Data records:
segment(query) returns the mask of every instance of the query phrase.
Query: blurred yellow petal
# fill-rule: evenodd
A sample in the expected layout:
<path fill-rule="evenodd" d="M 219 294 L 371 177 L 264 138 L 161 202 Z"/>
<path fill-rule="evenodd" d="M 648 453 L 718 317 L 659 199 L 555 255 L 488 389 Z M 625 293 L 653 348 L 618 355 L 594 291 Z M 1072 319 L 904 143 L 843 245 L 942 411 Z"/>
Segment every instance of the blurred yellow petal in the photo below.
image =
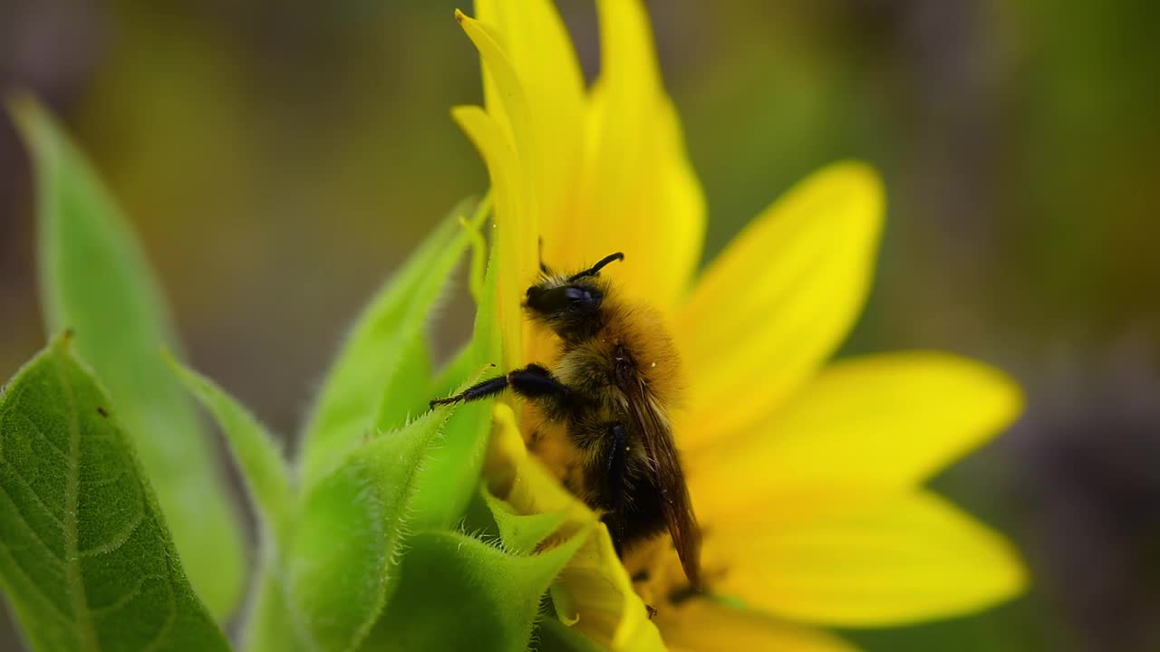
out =
<path fill-rule="evenodd" d="M 577 174 L 585 126 L 585 81 L 572 41 L 550 0 L 477 0 L 476 13 L 481 23 L 494 27 L 524 90 L 538 150 L 541 210 L 558 215 Z M 505 115 L 490 74 L 485 95 L 487 111 Z"/>
<path fill-rule="evenodd" d="M 854 652 L 854 646 L 821 630 L 763 614 L 694 599 L 657 614 L 665 643 L 676 652 Z"/>
<path fill-rule="evenodd" d="M 544 258 L 579 269 L 612 252 L 607 275 L 629 297 L 672 316 L 696 271 L 705 229 L 701 186 L 660 84 L 638 0 L 599 3 L 602 70 L 567 211 L 544 220 Z"/>
<path fill-rule="evenodd" d="M 916 486 L 1008 426 L 1018 386 L 979 362 L 893 353 L 825 368 L 768 422 L 689 458 L 697 512 Z"/>
<path fill-rule="evenodd" d="M 677 324 L 693 386 L 683 448 L 753 426 L 817 371 L 862 310 L 882 222 L 877 173 L 835 164 L 713 261 Z"/>
<path fill-rule="evenodd" d="M 451 109 L 451 117 L 476 145 L 492 181 L 496 231 L 493 242 L 499 247 L 496 310 L 503 334 L 503 365 L 505 369 L 514 369 L 522 360 L 521 345 L 527 328 L 520 309 L 525 283 L 519 267 L 520 251 L 524 248 L 521 238 L 527 237 L 521 230 L 521 226 L 527 230 L 527 211 L 519 191 L 523 174 L 510 142 L 483 109 L 456 107 Z"/>
<path fill-rule="evenodd" d="M 1022 592 L 1006 539 L 941 498 L 906 492 L 792 527 L 716 524 L 712 591 L 800 622 L 893 625 L 977 611 Z"/>

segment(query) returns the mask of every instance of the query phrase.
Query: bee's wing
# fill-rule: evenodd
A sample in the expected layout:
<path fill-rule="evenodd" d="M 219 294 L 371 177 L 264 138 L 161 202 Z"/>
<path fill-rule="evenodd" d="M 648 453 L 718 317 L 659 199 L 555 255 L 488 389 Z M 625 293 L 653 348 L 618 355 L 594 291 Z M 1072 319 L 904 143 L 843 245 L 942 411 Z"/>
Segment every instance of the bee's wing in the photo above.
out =
<path fill-rule="evenodd" d="M 681 461 L 676 456 L 673 430 L 660 416 L 644 384 L 632 385 L 629 392 L 629 412 L 637 422 L 645 452 L 654 461 L 653 473 L 660 488 L 661 509 L 668 521 L 668 531 L 673 535 L 673 544 L 681 558 L 684 575 L 694 588 L 701 589 L 701 528 L 693 514 L 693 501 L 689 500 L 689 488 L 684 484 Z"/>

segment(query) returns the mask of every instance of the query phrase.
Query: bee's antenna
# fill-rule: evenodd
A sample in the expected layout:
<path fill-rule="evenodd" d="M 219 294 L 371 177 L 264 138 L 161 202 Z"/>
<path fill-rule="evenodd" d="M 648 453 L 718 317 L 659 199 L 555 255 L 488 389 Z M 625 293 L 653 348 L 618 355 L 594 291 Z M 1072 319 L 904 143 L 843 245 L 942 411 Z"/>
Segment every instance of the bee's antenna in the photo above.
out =
<path fill-rule="evenodd" d="M 608 266 L 609 263 L 616 262 L 618 260 L 624 260 L 624 254 L 622 252 L 616 252 L 615 254 L 609 254 L 609 255 L 602 258 L 600 260 L 600 262 L 597 262 L 596 265 L 589 267 L 588 269 L 585 269 L 583 271 L 581 271 L 579 274 L 573 274 L 572 277 L 568 278 L 568 281 L 575 281 L 577 278 L 583 278 L 585 276 L 595 276 L 595 275 L 600 274 L 600 270 L 603 269 L 606 266 Z"/>

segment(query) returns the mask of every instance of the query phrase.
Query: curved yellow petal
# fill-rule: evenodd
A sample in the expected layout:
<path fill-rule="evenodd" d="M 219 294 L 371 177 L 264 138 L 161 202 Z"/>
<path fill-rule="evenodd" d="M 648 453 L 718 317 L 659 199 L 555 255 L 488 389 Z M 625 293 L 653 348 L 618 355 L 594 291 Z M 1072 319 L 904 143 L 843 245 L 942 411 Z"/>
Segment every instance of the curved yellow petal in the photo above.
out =
<path fill-rule="evenodd" d="M 538 150 L 535 174 L 541 210 L 546 216 L 560 215 L 565 188 L 577 174 L 585 126 L 585 81 L 572 41 L 550 0 L 477 0 L 474 5 L 479 21 L 495 28 L 527 97 Z M 505 115 L 490 73 L 484 92 L 488 113 Z"/>
<path fill-rule="evenodd" d="M 689 457 L 702 514 L 790 497 L 916 486 L 1009 425 L 1022 393 L 1002 372 L 915 352 L 831 364 L 776 416 Z"/>
<path fill-rule="evenodd" d="M 644 7 L 609 0 L 597 9 L 602 70 L 566 210 L 545 215 L 544 258 L 553 268 L 580 269 L 624 252 L 608 277 L 672 316 L 699 260 L 704 198 L 660 84 Z"/>
<path fill-rule="evenodd" d="M 492 195 L 495 202 L 493 227 L 496 231 L 496 237 L 492 241 L 499 247 L 496 311 L 503 334 L 503 364 L 506 369 L 514 369 L 522 360 L 521 343 L 527 327 L 520 309 L 524 290 L 520 253 L 524 248 L 528 222 L 523 196 L 520 193 L 523 173 L 512 150 L 510 140 L 483 109 L 456 107 L 451 109 L 451 117 L 476 145 L 492 181 Z"/>
<path fill-rule="evenodd" d="M 1027 586 L 1006 539 L 943 499 L 906 492 L 784 524 L 715 526 L 712 591 L 751 609 L 840 626 L 976 611 Z"/>
<path fill-rule="evenodd" d="M 693 384 L 682 447 L 752 426 L 817 371 L 862 310 L 882 222 L 877 173 L 835 164 L 713 261 L 677 323 Z"/>
<path fill-rule="evenodd" d="M 666 606 L 657 626 L 676 652 L 854 652 L 841 638 L 813 628 L 734 609 L 706 599 Z"/>

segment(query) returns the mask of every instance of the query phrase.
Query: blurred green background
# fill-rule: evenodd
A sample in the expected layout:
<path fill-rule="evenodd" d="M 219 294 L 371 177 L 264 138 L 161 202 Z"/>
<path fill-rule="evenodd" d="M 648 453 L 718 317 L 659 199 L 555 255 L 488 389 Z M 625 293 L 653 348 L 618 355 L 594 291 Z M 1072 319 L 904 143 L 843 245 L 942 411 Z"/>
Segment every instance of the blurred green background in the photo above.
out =
<path fill-rule="evenodd" d="M 590 78 L 594 8 L 559 5 Z M 650 5 L 708 195 L 706 256 L 810 171 L 869 160 L 889 226 L 843 354 L 952 350 L 1029 393 L 1010 433 L 935 485 L 1017 542 L 1034 591 L 851 638 L 1160 650 L 1160 6 Z M 2 0 L 0 89 L 61 115 L 145 241 L 194 364 L 289 435 L 363 300 L 486 186 L 448 115 L 481 99 L 456 6 Z M 0 121 L 3 378 L 44 342 L 32 226 L 28 159 Z M 470 314 L 461 288 L 444 353 Z"/>

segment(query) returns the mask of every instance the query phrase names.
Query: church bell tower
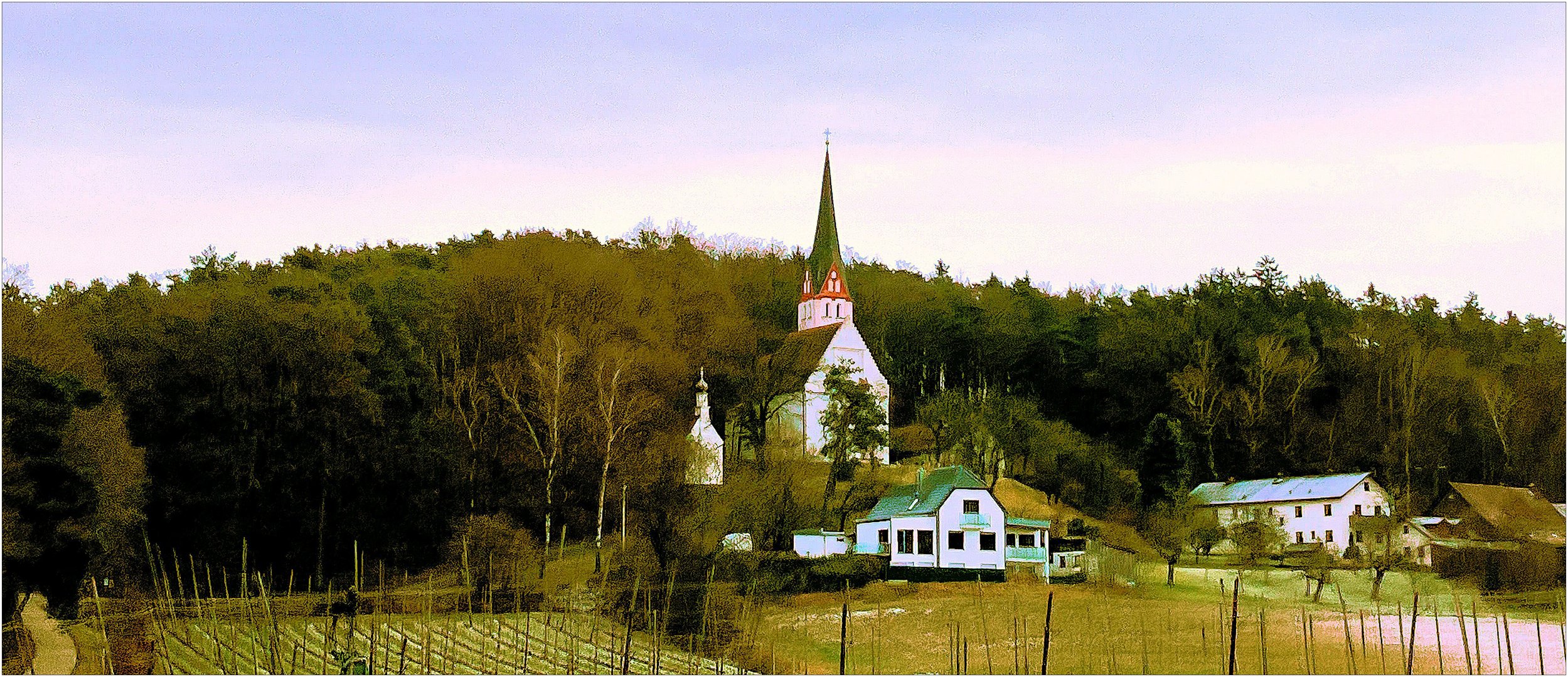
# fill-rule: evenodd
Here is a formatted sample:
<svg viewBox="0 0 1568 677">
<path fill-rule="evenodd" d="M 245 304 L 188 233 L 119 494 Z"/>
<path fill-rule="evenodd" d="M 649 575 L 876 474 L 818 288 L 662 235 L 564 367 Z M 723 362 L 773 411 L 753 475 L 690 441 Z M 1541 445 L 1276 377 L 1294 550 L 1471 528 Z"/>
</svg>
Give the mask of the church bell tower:
<svg viewBox="0 0 1568 677">
<path fill-rule="evenodd" d="M 806 273 L 800 285 L 795 329 L 814 329 L 847 323 L 855 315 L 855 299 L 844 273 L 848 266 L 839 255 L 839 223 L 833 216 L 833 163 L 828 150 L 822 155 L 822 202 L 817 207 L 817 237 L 806 257 Z"/>
</svg>

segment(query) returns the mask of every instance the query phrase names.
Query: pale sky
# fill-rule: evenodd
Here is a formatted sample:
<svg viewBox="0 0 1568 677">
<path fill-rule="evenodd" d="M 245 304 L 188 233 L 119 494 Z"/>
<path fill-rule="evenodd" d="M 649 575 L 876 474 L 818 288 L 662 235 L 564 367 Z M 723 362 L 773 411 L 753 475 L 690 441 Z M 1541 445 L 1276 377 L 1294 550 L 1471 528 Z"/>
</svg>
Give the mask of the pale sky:
<svg viewBox="0 0 1568 677">
<path fill-rule="evenodd" d="M 42 291 L 212 244 L 845 246 L 1055 290 L 1264 254 L 1565 313 L 1565 5 L 19 5 L 3 254 Z"/>
</svg>

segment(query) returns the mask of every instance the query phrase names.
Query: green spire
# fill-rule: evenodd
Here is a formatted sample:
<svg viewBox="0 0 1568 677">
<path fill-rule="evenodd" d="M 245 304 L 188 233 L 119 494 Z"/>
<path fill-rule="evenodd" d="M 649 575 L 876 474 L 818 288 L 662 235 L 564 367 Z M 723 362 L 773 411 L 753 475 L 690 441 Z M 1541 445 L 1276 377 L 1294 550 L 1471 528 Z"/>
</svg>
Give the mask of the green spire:
<svg viewBox="0 0 1568 677">
<path fill-rule="evenodd" d="M 812 290 L 822 288 L 822 281 L 828 279 L 828 268 L 839 265 L 839 274 L 847 274 L 844 259 L 839 255 L 839 223 L 833 218 L 833 168 L 828 152 L 822 154 L 822 205 L 817 207 L 817 238 L 811 243 L 811 255 L 806 257 L 806 270 L 811 271 Z"/>
</svg>

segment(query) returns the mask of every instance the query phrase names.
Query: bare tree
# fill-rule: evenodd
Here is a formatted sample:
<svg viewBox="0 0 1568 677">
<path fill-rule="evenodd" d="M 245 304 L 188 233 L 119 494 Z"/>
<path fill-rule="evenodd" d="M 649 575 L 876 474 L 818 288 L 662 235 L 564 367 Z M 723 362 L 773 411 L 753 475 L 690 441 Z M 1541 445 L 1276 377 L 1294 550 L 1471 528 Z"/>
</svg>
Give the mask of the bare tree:
<svg viewBox="0 0 1568 677">
<path fill-rule="evenodd" d="M 599 349 L 599 368 L 594 371 L 599 434 L 604 440 L 604 464 L 599 467 L 599 522 L 594 533 L 594 570 L 599 570 L 604 552 L 604 494 L 610 481 L 610 465 L 621 454 L 621 440 L 627 429 L 641 423 L 654 407 L 654 398 L 646 390 L 632 389 L 632 354 L 626 345 L 612 343 Z M 621 525 L 626 528 L 626 525 Z"/>
<path fill-rule="evenodd" d="M 555 520 L 555 475 L 560 472 L 563 447 L 561 433 L 571 422 L 568 409 L 572 362 L 582 354 L 582 346 L 555 326 L 546 329 L 535 349 L 527 357 L 527 368 L 514 357 L 491 365 L 495 392 L 506 403 L 508 423 L 525 434 L 539 454 L 544 470 L 544 545 L 550 545 L 550 528 Z M 532 371 L 532 379 L 528 378 Z M 544 439 L 533 425 L 538 418 Z"/>
</svg>

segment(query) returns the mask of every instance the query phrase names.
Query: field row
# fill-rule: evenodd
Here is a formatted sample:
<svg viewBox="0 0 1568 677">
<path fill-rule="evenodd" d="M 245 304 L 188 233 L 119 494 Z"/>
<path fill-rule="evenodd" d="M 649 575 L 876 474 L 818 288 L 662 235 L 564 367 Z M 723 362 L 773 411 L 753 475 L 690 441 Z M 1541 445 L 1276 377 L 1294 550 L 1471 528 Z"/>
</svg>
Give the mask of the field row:
<svg viewBox="0 0 1568 677">
<path fill-rule="evenodd" d="M 375 674 L 618 674 L 627 653 L 630 674 L 743 672 L 643 632 L 627 650 L 624 625 L 585 613 L 179 619 L 158 635 L 171 674 L 334 674 L 347 655 Z"/>
</svg>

[Stated task]
Reproduce the rows from the start through the line containing "1022 592 L 1006", unchanged and including both ends. Leave the pictures out of your output.

[Written reply]
segment(query) returns the mask of every instance of the query phrase.
Query: blurred yellow petal
# fill-rule: evenodd
A sample in the expected layout:
<path fill-rule="evenodd" d="M 219 294 L 371 177 L 264 138 L 161 202 Z"/>
<path fill-rule="evenodd" d="M 648 453 L 718 317 L 659 199 L 555 255 L 488 389 Z M 625 293 L 653 348 L 618 355 L 594 291 Z M 1072 319 L 904 143 L 843 245 L 942 411 Z"/>
Segment every instance of the blurred yellow petal in the photo below.
image =
out =
<path fill-rule="evenodd" d="M 577 174 L 585 126 L 585 81 L 572 41 L 550 0 L 477 0 L 476 13 L 481 23 L 494 27 L 524 90 L 538 150 L 541 210 L 558 215 Z M 505 115 L 490 74 L 485 95 L 487 111 Z"/>
<path fill-rule="evenodd" d="M 854 652 L 854 646 L 821 630 L 763 614 L 694 599 L 657 614 L 665 643 L 676 652 Z"/>
<path fill-rule="evenodd" d="M 544 258 L 579 269 L 612 252 L 607 275 L 629 297 L 672 316 L 696 271 L 705 229 L 701 186 L 660 84 L 638 0 L 599 3 L 602 70 L 567 211 L 544 220 Z"/>
<path fill-rule="evenodd" d="M 916 486 L 1008 426 L 1018 386 L 979 362 L 893 353 L 825 368 L 768 422 L 689 458 L 697 512 Z"/>
<path fill-rule="evenodd" d="M 677 324 L 693 386 L 683 448 L 753 426 L 817 371 L 862 310 L 882 222 L 877 173 L 835 164 L 713 261 Z"/>
<path fill-rule="evenodd" d="M 451 109 L 451 117 L 476 145 L 492 181 L 496 231 L 493 242 L 499 247 L 496 310 L 503 334 L 503 365 L 505 369 L 514 369 L 522 360 L 521 345 L 527 328 L 520 309 L 525 283 L 519 267 L 520 251 L 524 248 L 521 238 L 527 237 L 521 230 L 521 226 L 527 230 L 527 211 L 519 191 L 523 174 L 510 142 L 483 109 L 456 107 Z"/>
<path fill-rule="evenodd" d="M 1022 592 L 1006 539 L 941 498 L 906 492 L 792 527 L 716 524 L 712 591 L 800 622 L 893 625 L 977 611 Z"/>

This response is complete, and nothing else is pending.